> [Liste des tâches]
1/ D'après le texte sur la visite de Macky Sall au Mali, expliquez en une à trois phrases pourquoi la Fédération du Mali a éclaté en 1960.
2/ Recopiez fidèlement le passage du texte sur la visite de Macky Sall au Mali qui commence par les mots « Certes, il y a eu la condamnation » et se termine par « président de l’Union africaine. ».

Certes, il y a eu la condamnation des 49 soldats ivoiriens par la justice malienne pour « tentative d’atteinte à la sureté de l’Etat… ». Certes, il y a eu la mort de 42 soldats maliens, à Tessit, dans une attaque narcoterroriste. Certes, il y a eu le départ du dernier soldat français du sol malien le 15 août dernier. Mais tout cela n’éclipse pas l’évènement majeur de la semaine : la visite au Mali de Macky Sall, Président du Sénégal, également Président en exercice de l’Union africaine. Une première pour le colonel Assimi Goïta, Président de la transition malienne, de recevoir la visite d’un président de l’Union africaine.
En dépit du contexte géopolitique tendu, la visite de Macky Sall à Assimi Goïta renvoie à la solidité des liens sociohistoriques entre le Mali et le Sénégal. D’ailleurs, les peuples sénégalais et maliens ont toujours préservé leurs liens à la place des querelles entre élites politiques. Rappelons-nous que l’éclatement de la Fédération du Mali en 1960, en raison des contradictions politiques entre Modibo Keïta et Léopold Sédar Senghor, n’ont pas érodé la qualité des relations bilatérales entre les deux pays en dépit des mots parfois durs. Toutefois en politique, les mouches changent souvent d’âne…
Géopolitique oblige
« L’heure est grave. Modibo Keïta, poussé par une ambition folle, vient de tenter, un coup de force, il a mobilisé les troupes du Mali contre le peuple sénégalais. A la force, nous répondons par des forces supérieures », extrait de l’appel aux Sénégalais à la radio sénégalaise par Léopold Sédar Senghor, en août 1960.

> [Données fournies]
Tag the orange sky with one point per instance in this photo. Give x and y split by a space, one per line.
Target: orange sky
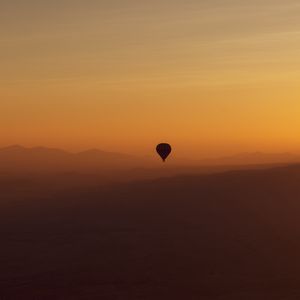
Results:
211 77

> [Corrigé des tâches]
1/ La Fédération du Mali a éclaté en 1960 en raison des contradictions politiques entre Modibo Keïta et Léopold Sédar Senghor.

2/
Certes, il y a eu la condamnation des 49 soldats ivoiriens par la justice malienne pour « tentative d’atteinte à la sureté de l’Etat… ». Certes, il y a eu la mort de 42 soldats maliens, à Tessit, dans une attaque narcoterroriste. Certes, il y a eu le départ du dernier soldat français du sol malien le 15 août dernier. Mais tout cela n’éclipse pas l’évènement majeur de la semaine : la visite au Mali de Macky Sall, Président du Sénégal, également Président en exercice de l’Union africaine. Une première pour le colonel Assimi Goïta, Président de la transition malienne, de recevoir la visite d’un président de l’Union africaine.